[Task to carry out]
Precisely the lines from the one with "Expected: one point per instance of the rusty" through the end of the data, both included, must make up the response, each restated word for word.

-*-*-

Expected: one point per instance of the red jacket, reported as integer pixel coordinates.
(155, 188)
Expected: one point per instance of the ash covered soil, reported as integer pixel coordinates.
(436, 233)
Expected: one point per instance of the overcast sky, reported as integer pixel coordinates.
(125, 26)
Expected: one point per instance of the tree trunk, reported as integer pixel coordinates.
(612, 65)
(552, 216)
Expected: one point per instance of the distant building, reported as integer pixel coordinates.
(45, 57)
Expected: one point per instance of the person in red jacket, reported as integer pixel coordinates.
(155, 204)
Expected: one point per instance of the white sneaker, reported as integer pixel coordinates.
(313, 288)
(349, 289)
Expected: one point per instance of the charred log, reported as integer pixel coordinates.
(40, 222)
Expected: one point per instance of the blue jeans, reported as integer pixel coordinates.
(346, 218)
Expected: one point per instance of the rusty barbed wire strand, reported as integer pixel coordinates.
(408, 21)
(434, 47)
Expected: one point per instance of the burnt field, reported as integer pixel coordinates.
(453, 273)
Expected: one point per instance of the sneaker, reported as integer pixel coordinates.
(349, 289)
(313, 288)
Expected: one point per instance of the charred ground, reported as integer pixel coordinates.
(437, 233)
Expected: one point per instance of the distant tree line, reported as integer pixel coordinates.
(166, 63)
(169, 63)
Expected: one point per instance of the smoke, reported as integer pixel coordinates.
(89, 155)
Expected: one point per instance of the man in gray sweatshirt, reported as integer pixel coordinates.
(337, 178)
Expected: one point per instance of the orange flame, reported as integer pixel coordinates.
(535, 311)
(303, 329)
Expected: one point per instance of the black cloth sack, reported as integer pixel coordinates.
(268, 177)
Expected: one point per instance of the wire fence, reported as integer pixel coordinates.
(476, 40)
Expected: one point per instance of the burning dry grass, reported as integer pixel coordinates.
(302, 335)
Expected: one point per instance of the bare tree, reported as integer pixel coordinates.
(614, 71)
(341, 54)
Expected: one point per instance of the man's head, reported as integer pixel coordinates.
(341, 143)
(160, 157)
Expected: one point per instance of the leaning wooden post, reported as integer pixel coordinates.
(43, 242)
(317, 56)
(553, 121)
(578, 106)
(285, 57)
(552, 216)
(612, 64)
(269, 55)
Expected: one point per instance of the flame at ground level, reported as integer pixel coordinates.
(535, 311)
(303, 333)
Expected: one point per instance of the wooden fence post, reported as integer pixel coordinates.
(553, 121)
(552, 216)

-*-*-

[Result]
Expected: one point per instance of the rusty barbed wire strand, reported as integer pixel coordinates.
(408, 21)
(434, 47)
Expected: one point per instance of the burnt field, reported as integer pixel coordinates.
(453, 273)
Expected: one point per instance of the sneaker, reported as integer pixel coordinates.
(349, 289)
(313, 288)
Expected: one point per instance of the charred ground, reported as integer pixel coordinates.
(437, 233)
Expected: one point per instance of the distant tree line, reported as integer pixel coordinates.
(166, 63)
(169, 63)
Expected: one point per instance of the smoke, reported as integer pixel coordinates.
(89, 155)
Expected: one point per instance of the man in gray sweatshirt, reported as integer pixel coordinates.
(337, 178)
Expected: one point per instance of the orange flame, reported as integer pixel coordinates.
(535, 311)
(303, 329)
Expected: one point per instance of the black cloth sack, reported as integer pixel coordinates.
(268, 177)
Expected: one point per instance of the wire fence, reported as integer pixel coordinates.
(476, 40)
Expected: one point per instance of the burning dry grass, reported as integer pixel coordinates.
(302, 335)
Expected: one point per instance of the bare tree, reported as integer pixel coordinates.
(614, 71)
(341, 54)
Expected: one point per instance of the man's head, reported as integer pixel coordinates.
(341, 143)
(160, 157)
Expected: one point per instance of the leaning wooden post, reported as integer pixel coordinates.
(43, 242)
(317, 56)
(553, 121)
(578, 106)
(285, 57)
(552, 216)
(612, 64)
(269, 55)
Expected: one point per instance of the flame at ground level, reported as integer pixel coordinates.
(535, 311)
(303, 333)
Expected: one point per instance of the wooden fence post, reported as integer pixel coordinates.
(553, 121)
(552, 216)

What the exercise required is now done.